= Directions for this task =
Records appear below. Give all of them again, exactly.

= Saved entries =
——————
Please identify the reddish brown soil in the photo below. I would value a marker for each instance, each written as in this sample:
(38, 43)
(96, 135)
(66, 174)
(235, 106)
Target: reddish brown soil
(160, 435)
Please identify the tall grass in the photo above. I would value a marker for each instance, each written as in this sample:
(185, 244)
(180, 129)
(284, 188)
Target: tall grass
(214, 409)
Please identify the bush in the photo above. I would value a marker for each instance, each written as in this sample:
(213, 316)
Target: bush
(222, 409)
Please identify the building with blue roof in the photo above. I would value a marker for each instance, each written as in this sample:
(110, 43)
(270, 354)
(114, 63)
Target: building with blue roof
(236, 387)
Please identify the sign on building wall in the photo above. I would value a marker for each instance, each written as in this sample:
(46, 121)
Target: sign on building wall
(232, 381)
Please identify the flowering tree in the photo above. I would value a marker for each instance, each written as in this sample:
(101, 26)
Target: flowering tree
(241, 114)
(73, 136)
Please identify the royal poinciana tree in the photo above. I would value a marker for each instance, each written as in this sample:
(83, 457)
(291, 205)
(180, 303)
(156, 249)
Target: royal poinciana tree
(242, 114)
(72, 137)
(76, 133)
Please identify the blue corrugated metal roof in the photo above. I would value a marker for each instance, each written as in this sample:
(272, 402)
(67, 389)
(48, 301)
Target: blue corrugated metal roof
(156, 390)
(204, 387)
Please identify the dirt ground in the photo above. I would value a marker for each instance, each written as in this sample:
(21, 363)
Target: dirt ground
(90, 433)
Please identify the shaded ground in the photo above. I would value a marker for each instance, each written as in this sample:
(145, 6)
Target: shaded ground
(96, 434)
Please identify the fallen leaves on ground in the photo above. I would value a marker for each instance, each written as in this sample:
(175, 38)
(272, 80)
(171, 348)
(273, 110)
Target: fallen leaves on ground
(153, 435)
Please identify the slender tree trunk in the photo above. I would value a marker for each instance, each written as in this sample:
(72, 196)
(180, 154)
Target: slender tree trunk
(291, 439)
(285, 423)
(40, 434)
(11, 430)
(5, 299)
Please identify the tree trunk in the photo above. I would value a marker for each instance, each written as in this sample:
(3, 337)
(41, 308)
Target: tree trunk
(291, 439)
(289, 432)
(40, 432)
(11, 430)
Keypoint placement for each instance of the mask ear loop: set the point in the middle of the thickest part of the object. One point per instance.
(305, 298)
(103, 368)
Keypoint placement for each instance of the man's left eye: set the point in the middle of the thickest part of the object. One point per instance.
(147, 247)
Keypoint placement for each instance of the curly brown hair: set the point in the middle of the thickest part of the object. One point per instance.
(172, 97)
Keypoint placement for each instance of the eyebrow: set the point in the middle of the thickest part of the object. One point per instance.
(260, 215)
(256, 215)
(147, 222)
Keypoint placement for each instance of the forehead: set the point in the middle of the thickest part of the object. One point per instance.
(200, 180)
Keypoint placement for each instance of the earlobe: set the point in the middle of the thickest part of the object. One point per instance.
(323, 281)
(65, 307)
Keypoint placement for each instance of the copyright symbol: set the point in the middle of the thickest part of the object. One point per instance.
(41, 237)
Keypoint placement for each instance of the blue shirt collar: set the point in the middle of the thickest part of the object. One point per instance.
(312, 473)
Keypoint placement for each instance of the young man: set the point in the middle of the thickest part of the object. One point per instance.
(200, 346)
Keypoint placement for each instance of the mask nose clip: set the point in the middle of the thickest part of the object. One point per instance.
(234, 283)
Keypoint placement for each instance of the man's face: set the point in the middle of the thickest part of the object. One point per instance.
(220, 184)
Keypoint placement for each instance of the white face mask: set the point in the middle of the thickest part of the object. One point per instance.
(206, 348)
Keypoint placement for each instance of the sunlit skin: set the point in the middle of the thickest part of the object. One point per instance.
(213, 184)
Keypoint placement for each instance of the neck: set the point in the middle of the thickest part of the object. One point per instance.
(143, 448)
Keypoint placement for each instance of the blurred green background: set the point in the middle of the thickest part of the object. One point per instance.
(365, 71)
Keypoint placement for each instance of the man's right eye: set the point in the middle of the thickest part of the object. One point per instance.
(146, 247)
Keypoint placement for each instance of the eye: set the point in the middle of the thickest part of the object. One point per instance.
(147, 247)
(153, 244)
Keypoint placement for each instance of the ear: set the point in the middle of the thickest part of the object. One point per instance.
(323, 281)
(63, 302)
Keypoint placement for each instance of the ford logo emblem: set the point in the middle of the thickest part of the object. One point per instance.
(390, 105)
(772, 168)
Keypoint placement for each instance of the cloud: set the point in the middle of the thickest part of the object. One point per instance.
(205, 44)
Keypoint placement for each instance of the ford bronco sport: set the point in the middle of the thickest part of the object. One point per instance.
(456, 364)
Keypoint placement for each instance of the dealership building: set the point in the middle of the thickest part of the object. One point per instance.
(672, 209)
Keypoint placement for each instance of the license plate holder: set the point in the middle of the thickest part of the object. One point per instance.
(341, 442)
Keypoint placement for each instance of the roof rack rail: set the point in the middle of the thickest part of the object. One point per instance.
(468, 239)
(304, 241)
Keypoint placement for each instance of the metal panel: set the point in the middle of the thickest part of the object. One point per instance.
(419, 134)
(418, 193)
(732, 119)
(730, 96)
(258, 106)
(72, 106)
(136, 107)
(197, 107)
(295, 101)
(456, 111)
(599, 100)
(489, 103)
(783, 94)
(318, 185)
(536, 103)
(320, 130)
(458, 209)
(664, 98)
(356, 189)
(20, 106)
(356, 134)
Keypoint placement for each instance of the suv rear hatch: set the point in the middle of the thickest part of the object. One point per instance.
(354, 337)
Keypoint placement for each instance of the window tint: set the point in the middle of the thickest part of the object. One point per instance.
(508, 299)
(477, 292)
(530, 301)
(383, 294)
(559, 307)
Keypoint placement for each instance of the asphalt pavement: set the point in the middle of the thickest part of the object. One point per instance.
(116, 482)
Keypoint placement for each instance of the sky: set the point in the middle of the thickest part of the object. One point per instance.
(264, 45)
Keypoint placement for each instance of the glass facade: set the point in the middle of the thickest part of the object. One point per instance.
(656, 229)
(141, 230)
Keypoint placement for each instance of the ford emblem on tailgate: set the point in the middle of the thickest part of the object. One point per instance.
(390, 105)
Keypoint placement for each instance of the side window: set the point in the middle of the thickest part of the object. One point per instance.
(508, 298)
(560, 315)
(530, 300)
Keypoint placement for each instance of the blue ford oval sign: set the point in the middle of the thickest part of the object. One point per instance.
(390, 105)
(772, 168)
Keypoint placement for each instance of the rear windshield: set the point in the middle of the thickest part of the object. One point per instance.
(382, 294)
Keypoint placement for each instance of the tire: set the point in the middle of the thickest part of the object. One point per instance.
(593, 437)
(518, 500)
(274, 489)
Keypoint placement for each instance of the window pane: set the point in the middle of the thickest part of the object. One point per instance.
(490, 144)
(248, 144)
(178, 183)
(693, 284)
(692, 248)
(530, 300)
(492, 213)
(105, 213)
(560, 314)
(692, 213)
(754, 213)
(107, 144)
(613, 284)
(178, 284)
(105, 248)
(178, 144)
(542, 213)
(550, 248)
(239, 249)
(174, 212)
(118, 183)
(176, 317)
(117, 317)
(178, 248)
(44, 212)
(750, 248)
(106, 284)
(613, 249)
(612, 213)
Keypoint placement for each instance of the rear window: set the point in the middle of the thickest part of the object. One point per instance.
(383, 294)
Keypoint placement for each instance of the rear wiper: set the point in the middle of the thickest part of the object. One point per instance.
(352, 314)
——————
= The completed task =
Please identify the reddish brown soil in the photo below. I would value a marker for each instance, each written as in this sample:
(38, 43)
(96, 135)
(66, 174)
(235, 106)
Target: reddish brown soil
(160, 435)
Please identify the tall grass in the photo above. I would value a marker for each instance, each written as in this sample:
(185, 244)
(180, 129)
(284, 188)
Target: tall grass
(214, 409)
Please identify the bush in the photo above. I would value a marker for each instance, each written as in this sample:
(213, 316)
Target: bush
(222, 409)
Please identify the building with blue roof in the photo above. I would value a marker for each instance, each written as in this sample:
(110, 43)
(270, 354)
(114, 63)
Target: building with blue roof
(236, 387)
Please identify the sign on building wall in the photo above. I would value a marker for each instance, each written as in this sample:
(46, 121)
Target: sign on building wall
(232, 381)
Please identify the flowering tree in the photo above. I would value a marker for each instance, each written as in this sample:
(101, 26)
Target: flowering tree
(241, 114)
(73, 136)
Please identify the royal poinciana tree in the photo above. I would value a marker for each instance, each written as in this sample:
(83, 457)
(291, 205)
(180, 303)
(156, 249)
Target: royal poinciana tree
(242, 114)
(72, 137)
(76, 133)
Please identify the blue corrugated metal roof in the photo above. I would value a marker for each instance, each written as in this sample:
(272, 402)
(67, 389)
(48, 301)
Target: blue corrugated metal roof
(156, 390)
(204, 387)
Please identify the dirt ground in the photo above. I would value a marker for each instance, each written as in this sample:
(21, 363)
Target: dirt ground
(90, 433)
Please identify the shaded ground in the photo above. I would value a marker for each instance, each written as in this sample:
(145, 6)
Target: shaded ground
(96, 434)
Please identify the fallen leaves on ground in the photo above. I would value a marker for each instance, each written as in this sample:
(175, 38)
(272, 80)
(171, 348)
(273, 110)
Target: fallen leaves on ground
(153, 435)
Please identify the slender tree trunk in the photo above. I would value a marker for each instance, each written as in this sample:
(72, 196)
(180, 154)
Target: slender tree trunk
(291, 439)
(285, 423)
(40, 434)
(11, 430)
(5, 299)
Please identify the tree trunk in the photo above. I would value a marker for each instance, each written as in this sample:
(3, 337)
(41, 308)
Target: tree trunk
(291, 439)
(289, 432)
(40, 432)
(11, 430)
Keypoint placement for each instance of the mask ear loop: set the point in the middle of the thickest part of the object. One point per instance.
(305, 298)
(103, 368)
Keypoint placement for each instance of the man's left eye: set the point in the middle of the thickest part of the object. One point per instance.
(147, 247)
Keypoint placement for each instance of the curly brown hair: set the point in the middle of the thickest part of the object. One point per instance.
(172, 97)
Keypoint placement for each instance of the eyebrow: set the point in the middle of the thickest part of the object. One point per instance.
(260, 215)
(256, 215)
(147, 222)
Keypoint placement for each instance of the forehead: set the point in the middle of the thickest part of the object. One point per instance.
(200, 180)
Keypoint placement for each instance of the earlobe: set the point in the middle of the thickest part of the object. One point per instance.
(323, 281)
(65, 307)
Keypoint placement for each instance of the copyright symbol: set the point in the middle of the thickest part of the object. One point per instance.
(41, 237)
Keypoint placement for each instance of the blue shirt collar: set the point in the middle of the thickest part of the object. One point per instance.
(312, 473)
Keypoint placement for each instance of the young man: set the point in the middle of the thickest part of the object. One point per instance.
(200, 346)
Keypoint placement for each instance of the mask nose clip: set the point in the middle of the thickest part of the object. One point per instance.
(234, 283)
Keypoint placement for each instance of the man's face: set the point in the middle of the thickest part of the object. One point per instance.
(220, 184)
Keypoint placement for each instance of the white face mask: set the point in the middle of the thickest part of the object. One point per instance.
(206, 348)
Keypoint placement for each instance of the sunlit skin: set the point in the middle of the thickest part of the object. One point per instance.
(213, 184)
Keypoint placement for each instance of the neck: set the point in the middle of the thickest part of the object. One point per instance.
(143, 448)
Keypoint placement for each instance of the blurred green background: set the point in the middle of the thickest part of the object. One point per instance.
(365, 71)
Keypoint placement for each instance of the man's right eye: set the point in the middle of the thickest part of the object. One point per instance.
(146, 247)
Keypoint placement for each instance of the eye: set the point in the middle of the thickest part of the object. One point per instance.
(147, 247)
(153, 244)
Keypoint placement for each instance of the ear: set the point in the middle of the thickest part of the object. One point per instance.
(323, 281)
(63, 302)
Keypoint placement for each instance of the ford logo emblem: set the point in the middle of the thickest part of the object. One point per instance.
(390, 105)
(772, 168)
Keypoint placement for each instance of the cloud: set the point in the middle of the thickest part of the object. One point per instance.
(205, 44)
Keypoint placement for each instance of the ford bronco sport: set the point in the middle of the thickest part of the object. One point per instance.
(456, 364)
Keypoint placement for each instance of the dealership building: set the point in the middle of the thickest part of the object. One point per instance.
(672, 209)
Keypoint placement for each instance of the license plate holder: set the point in the middle of the thickest part of the object. One point per instance.
(341, 442)
Keypoint placement for each instance of the roof rack rail: set the point in the middle of the thickest part of the object. One point per instance.
(468, 239)
(304, 241)
Keypoint placement for each instance of the metal panel: set the point in the middle of the thickest part of the object. One point per instance.
(419, 134)
(418, 193)
(732, 119)
(730, 96)
(258, 106)
(72, 106)
(136, 107)
(197, 107)
(295, 101)
(456, 111)
(599, 100)
(489, 103)
(783, 94)
(318, 185)
(536, 103)
(320, 130)
(458, 209)
(664, 98)
(356, 189)
(20, 106)
(356, 134)
Keypoint placement for each instance of the suv rear hatch: set the point in the middle of the thickest part of the object. One point per instance.
(354, 337)
Keypoint placement for each instance of the window tint: set the point in the middle of the thickest part of the object. One point per instance.
(508, 299)
(477, 292)
(530, 301)
(383, 294)
(559, 307)
Keypoint placement for each instance of the asphalt pavement: set the point in the middle of the thickest part of the object. One point per instance.
(116, 482)
Keypoint placement for each instance of the sky: set the point in the middle of the thickest part of the object. One point per instance.
(264, 45)
Keypoint placement for each instance of the glass facade: set the point in the middle of the thickest part of the object. One point per instance.
(656, 229)
(141, 230)
Keypoint placement for each instance of the ford emblem on tailgate: set the point in the middle of the thickest part of the object. One point per instance.
(390, 105)
Keypoint placement for each instance of the side window: set the point in the middle of the thickest part of the object. One point per instance.
(508, 298)
(560, 315)
(530, 300)
Keypoint placement for each instance of the blue ford oval sign: set the point in the middle of the thickest part of the object. One point per instance.
(390, 105)
(772, 168)
Keypoint placement for each instance of the rear windshield: set the point in the middle of the thickest part of the object. One point per instance.
(382, 294)
Keypoint placement for each instance of the tire: set the point in the middle of the thickest part of the object. One point per instance.
(593, 437)
(518, 500)
(274, 489)
Keypoint placement for each instance of the window pane: set the point in the middle of the thickest part of the object. One point per instance.
(490, 144)
(248, 144)
(178, 183)
(693, 284)
(692, 248)
(530, 300)
(492, 213)
(105, 213)
(560, 314)
(692, 213)
(754, 213)
(107, 144)
(613, 284)
(178, 284)
(105, 248)
(178, 144)
(542, 213)
(550, 248)
(239, 249)
(174, 212)
(118, 183)
(176, 317)
(117, 317)
(178, 248)
(44, 212)
(750, 248)
(106, 284)
(613, 249)
(612, 213)
Keypoint placement for each instance of the rear window: set the point in the middle of the thickest part of the object. One point per instance.
(383, 294)
Keypoint placement for each instance of the rear wiper: set the point in the middle of the thickest part of the object. One point per instance.
(352, 314)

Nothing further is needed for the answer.